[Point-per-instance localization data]
——

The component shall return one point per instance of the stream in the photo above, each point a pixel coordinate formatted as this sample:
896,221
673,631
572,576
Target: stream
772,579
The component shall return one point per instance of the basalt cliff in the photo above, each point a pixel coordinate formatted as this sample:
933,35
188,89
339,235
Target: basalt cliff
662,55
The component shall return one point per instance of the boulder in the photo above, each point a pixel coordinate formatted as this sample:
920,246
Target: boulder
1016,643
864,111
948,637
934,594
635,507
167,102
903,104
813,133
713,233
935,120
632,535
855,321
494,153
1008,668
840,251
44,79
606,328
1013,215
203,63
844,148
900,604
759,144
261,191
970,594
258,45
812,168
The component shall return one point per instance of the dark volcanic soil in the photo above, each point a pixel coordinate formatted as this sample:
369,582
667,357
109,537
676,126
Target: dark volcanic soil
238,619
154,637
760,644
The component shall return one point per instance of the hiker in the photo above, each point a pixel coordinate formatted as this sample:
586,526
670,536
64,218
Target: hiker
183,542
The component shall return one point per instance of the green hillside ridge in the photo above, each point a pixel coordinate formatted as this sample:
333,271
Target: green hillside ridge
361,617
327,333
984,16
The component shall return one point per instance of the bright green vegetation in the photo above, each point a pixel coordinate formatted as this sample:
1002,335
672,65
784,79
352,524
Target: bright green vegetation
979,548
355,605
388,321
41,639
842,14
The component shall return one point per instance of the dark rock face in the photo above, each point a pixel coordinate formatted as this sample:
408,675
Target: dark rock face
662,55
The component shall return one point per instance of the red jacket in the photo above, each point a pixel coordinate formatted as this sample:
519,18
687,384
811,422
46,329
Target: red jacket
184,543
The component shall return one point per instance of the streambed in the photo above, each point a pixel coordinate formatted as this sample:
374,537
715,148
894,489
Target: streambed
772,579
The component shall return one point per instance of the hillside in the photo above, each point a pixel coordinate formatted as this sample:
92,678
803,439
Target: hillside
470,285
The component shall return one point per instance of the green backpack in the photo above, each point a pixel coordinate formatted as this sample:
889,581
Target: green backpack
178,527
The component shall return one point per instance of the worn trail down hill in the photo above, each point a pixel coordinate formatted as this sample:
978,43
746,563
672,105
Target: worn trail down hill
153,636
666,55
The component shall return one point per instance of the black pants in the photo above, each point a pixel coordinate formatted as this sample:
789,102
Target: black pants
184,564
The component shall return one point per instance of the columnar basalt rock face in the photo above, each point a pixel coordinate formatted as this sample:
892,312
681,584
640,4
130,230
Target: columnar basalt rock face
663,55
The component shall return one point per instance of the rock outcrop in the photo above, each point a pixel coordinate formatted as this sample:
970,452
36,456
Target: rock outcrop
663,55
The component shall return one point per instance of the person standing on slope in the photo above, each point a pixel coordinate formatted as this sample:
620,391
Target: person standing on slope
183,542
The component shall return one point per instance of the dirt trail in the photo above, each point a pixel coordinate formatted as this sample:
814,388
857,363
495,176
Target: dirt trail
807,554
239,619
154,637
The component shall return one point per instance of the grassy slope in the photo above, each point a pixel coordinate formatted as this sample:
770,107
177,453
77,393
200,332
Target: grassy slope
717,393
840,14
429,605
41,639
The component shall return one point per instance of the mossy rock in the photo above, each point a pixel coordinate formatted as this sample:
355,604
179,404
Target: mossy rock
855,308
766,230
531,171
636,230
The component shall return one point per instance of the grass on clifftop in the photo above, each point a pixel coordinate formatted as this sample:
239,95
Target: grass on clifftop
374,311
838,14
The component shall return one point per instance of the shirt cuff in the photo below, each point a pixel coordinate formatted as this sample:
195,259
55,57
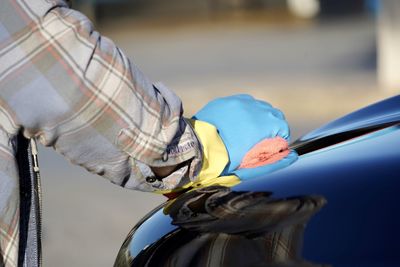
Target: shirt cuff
143,178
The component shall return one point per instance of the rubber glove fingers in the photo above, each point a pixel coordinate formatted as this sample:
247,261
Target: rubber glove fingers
242,121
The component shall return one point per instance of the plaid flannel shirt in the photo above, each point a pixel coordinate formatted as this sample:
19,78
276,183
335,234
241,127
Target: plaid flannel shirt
71,88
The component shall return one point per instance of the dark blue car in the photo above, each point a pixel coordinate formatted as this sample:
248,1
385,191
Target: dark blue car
335,206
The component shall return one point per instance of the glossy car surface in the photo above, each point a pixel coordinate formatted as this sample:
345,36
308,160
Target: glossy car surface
337,205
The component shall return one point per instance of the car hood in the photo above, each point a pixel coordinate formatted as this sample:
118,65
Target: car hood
336,205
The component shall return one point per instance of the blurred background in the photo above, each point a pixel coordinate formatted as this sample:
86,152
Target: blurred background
314,59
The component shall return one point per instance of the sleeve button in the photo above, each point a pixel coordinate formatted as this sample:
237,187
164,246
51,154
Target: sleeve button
151,179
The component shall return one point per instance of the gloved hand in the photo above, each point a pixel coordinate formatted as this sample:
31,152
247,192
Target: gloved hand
242,122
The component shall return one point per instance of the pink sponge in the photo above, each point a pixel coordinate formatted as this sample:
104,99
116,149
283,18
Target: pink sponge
267,151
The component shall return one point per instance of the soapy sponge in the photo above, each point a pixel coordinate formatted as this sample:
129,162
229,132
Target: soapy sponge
267,151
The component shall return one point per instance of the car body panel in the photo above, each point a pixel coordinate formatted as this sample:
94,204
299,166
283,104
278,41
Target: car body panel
346,190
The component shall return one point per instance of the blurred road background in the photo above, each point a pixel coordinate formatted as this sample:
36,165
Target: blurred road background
314,64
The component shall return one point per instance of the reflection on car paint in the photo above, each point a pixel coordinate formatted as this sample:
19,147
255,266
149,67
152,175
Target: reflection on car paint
220,227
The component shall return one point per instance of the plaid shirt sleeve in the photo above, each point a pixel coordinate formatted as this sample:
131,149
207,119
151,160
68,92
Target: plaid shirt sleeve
75,90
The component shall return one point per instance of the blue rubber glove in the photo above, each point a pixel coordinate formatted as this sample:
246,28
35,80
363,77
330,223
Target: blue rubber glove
242,122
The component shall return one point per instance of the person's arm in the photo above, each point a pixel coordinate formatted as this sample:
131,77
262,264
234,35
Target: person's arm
75,90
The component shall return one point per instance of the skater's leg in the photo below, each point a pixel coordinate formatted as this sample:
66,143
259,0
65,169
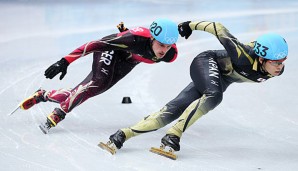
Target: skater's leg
157,120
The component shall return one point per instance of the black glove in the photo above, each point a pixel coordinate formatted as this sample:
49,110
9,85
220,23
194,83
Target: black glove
56,68
121,27
184,29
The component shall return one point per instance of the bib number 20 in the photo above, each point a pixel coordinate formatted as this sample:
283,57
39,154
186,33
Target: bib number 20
262,50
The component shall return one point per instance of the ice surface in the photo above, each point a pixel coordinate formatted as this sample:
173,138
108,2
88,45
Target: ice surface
254,128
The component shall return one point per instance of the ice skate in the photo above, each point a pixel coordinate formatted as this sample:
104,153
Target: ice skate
36,98
52,120
169,144
116,142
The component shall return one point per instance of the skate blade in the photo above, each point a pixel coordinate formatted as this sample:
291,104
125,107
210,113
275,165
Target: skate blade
107,148
43,129
164,153
18,107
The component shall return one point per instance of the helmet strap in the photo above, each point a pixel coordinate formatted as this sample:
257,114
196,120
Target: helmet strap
263,61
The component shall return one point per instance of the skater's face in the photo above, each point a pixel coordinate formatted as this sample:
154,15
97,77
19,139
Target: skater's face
160,49
273,67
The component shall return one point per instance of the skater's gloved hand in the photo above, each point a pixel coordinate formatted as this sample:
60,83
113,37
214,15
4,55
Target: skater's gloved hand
121,27
184,29
56,68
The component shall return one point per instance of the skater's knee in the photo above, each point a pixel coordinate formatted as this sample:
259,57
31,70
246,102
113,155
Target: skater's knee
211,99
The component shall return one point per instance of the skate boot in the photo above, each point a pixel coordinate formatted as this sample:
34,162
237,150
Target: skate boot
38,96
118,138
171,141
169,144
116,141
52,120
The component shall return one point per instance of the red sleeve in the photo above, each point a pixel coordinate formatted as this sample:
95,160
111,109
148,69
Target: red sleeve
82,51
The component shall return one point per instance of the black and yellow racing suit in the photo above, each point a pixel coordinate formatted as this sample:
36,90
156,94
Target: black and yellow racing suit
211,73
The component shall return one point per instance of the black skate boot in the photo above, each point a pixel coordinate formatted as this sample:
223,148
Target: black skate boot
38,96
118,138
52,120
171,141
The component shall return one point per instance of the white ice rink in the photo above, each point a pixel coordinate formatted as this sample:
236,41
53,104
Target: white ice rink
254,128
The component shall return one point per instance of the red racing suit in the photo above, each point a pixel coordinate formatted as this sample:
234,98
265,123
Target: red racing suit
114,56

——

# TO DO
In the entries above, find each line that includes the string "below" and copy it.

# ANSWER SECTION
The component shall return one point per instance of the shirt cuff in the photo below, each point a pixel coordinate formatted as this sample:
The component shall return one point per instance of the skater's leg in the photo below, each point a pixel coordinate formatted as this sample:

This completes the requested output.